### WRITTEN PROBLEM
In the rows below, locate each line that contains the word "like" and copy every such line in full.

### THE INPUT
####

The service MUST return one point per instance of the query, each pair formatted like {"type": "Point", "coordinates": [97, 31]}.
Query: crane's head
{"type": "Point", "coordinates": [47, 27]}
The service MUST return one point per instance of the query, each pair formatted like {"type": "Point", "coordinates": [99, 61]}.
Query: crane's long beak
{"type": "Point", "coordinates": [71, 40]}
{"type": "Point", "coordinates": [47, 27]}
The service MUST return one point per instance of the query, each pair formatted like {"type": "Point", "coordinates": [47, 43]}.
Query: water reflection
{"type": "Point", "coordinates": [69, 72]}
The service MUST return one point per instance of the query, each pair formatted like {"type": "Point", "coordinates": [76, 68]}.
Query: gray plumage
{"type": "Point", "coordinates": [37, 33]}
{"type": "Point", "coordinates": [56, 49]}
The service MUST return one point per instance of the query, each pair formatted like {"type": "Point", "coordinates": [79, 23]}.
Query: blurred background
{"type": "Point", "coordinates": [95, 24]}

####

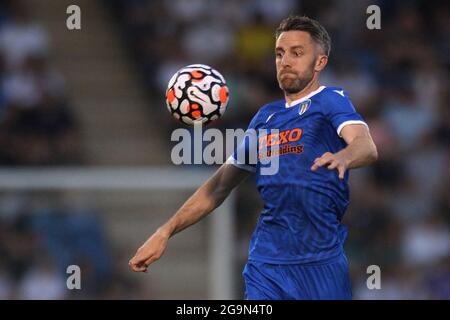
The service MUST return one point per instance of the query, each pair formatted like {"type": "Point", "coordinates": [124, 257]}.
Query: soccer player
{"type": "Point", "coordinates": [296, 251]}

####

### TASK RESULT
The service MUST return one point per instance of the query, each pair formatted like {"type": "Point", "coordinates": [97, 31]}.
The service MUST return one point per instance of the query, each pair formatted like {"type": "Point", "coordinates": [99, 61]}.
The service MUST return one point per instance of the query, each pair formatted like {"type": "Point", "coordinates": [47, 43]}.
The service MUST return one point per instance of the query, each pair formatted like {"type": "Point", "coordinates": [76, 68]}.
The service MUST return one point per instance of the query, each pair formatted like {"type": "Point", "coordinates": [79, 23]}.
The service MUST return one point per instance of the query, each pair formatted like {"type": "Point", "coordinates": [124, 257]}.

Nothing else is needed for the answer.